[Directions for this task] Please swap "Target phrase" for "Query phrase" throughout the listing below, and reproduce every line with nothing else altered.

'''

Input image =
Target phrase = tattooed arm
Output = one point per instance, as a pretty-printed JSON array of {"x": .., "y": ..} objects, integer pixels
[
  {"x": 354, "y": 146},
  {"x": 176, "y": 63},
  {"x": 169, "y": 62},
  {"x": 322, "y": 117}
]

'''

[Result of this exercise]
Input image =
Query phrase = tattooed arm
Output = one point per instance, as a pretty-printed JSON array of {"x": .., "y": ..} objects, integer pixels
[
  {"x": 354, "y": 146},
  {"x": 176, "y": 63},
  {"x": 169, "y": 62},
  {"x": 322, "y": 117}
]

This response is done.